» What you need to do
Copy every line in the records below that contains the word "running".

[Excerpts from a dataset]
◇ ◇ ◇ ◇

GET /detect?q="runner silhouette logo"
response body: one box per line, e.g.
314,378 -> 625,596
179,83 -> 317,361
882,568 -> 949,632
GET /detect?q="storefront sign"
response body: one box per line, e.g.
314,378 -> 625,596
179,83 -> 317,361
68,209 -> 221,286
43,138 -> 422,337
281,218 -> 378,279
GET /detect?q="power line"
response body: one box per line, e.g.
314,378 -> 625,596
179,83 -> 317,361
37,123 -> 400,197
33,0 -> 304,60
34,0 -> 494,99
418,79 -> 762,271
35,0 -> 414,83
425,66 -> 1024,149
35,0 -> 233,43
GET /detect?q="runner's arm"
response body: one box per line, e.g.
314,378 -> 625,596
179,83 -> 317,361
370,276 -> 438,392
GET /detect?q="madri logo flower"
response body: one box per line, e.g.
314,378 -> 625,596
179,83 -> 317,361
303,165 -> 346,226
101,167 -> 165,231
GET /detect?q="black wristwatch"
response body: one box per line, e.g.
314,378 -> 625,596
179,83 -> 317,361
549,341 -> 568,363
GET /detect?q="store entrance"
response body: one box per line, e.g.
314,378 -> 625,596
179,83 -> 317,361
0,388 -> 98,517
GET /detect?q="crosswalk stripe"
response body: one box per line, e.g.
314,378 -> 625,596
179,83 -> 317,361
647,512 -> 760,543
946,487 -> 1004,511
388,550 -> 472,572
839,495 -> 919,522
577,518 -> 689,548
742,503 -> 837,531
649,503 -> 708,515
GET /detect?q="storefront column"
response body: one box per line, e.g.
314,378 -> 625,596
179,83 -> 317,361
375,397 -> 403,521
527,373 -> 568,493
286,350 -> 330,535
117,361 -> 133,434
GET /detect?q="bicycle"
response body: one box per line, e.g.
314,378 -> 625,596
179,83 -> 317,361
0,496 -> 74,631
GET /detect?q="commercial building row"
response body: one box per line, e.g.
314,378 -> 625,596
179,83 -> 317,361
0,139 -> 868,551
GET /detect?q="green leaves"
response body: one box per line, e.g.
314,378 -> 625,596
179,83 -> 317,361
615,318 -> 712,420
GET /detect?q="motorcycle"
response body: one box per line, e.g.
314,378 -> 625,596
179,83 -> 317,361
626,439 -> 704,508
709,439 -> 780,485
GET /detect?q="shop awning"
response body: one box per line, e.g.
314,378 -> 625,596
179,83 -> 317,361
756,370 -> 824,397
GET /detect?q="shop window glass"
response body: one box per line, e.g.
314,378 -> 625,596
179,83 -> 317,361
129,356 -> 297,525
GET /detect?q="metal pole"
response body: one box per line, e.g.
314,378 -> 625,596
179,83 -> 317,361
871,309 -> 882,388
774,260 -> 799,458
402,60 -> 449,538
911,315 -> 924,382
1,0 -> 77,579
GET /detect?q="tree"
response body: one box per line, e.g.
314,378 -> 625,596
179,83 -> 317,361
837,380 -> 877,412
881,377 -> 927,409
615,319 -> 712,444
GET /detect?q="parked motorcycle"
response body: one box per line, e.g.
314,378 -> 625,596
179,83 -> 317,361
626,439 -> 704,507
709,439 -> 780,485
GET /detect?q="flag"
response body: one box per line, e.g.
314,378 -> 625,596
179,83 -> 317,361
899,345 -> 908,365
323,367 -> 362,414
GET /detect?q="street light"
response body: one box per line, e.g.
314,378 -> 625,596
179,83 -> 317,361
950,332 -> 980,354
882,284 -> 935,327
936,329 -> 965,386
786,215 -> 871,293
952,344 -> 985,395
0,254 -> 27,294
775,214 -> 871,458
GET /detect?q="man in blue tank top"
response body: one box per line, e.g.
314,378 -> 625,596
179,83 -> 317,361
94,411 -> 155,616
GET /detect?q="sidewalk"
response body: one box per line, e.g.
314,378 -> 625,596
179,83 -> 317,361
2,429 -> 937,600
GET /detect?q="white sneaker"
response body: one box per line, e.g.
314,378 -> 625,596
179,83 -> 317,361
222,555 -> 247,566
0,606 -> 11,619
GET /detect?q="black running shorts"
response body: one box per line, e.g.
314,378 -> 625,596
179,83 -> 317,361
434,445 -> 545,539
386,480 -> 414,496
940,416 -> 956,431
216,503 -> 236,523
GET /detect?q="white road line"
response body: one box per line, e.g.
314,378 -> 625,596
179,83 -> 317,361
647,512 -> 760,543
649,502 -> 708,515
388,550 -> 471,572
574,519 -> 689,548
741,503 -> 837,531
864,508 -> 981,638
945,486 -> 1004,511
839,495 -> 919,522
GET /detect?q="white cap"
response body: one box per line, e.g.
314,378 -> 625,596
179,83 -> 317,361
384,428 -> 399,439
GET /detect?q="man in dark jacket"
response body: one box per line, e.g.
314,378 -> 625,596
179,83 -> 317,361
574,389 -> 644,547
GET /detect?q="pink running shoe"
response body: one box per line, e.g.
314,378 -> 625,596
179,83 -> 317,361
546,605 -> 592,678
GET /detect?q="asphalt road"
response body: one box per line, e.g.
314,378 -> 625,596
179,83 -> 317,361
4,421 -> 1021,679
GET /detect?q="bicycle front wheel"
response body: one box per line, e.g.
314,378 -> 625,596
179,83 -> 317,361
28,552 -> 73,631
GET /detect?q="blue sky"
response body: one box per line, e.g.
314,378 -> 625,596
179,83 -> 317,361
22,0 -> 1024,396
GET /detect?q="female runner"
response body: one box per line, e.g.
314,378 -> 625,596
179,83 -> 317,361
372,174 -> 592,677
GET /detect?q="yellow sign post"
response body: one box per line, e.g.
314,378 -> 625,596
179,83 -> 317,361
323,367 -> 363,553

◇ ◇ ◇ ◇

» Task solution
GET /detect?q="black running shorts"
GET /detect?q="pink running shoe"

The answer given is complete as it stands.